→ Supplied records:
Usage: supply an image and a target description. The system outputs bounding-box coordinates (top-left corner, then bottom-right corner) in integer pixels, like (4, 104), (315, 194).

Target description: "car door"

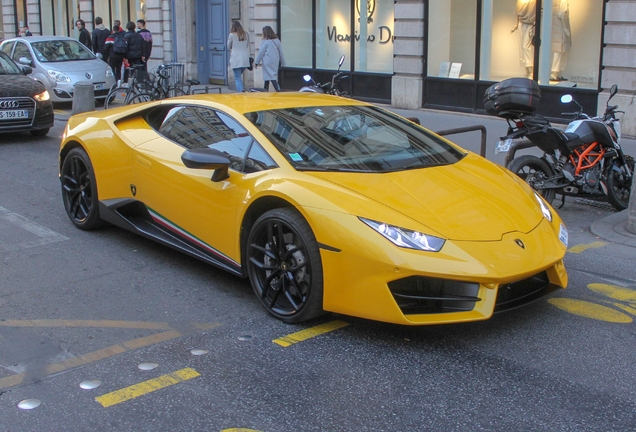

(133, 105), (276, 270)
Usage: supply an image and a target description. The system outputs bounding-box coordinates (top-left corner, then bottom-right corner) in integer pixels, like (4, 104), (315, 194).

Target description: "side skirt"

→ Exercise prompt: Express the listing above as a numbered list, one line per item, skipping blank lines and leaving out the pictures.

→ Output of the exercise:
1. Usage: supply an image and a target description. The system outputs bounding-box coordinates (top-left corner, then bottom-right corner) in integer pixels, like (4, 104), (315, 194).
2. Target description: "car door"
3. (133, 105), (276, 270)
4. Usage: supply an image and a target description. The system outputs bounding-box coordinates (top-left corner, then bottom-right corner) in integer pixels, like (4, 104), (315, 194).
5. Target description: "side skirt"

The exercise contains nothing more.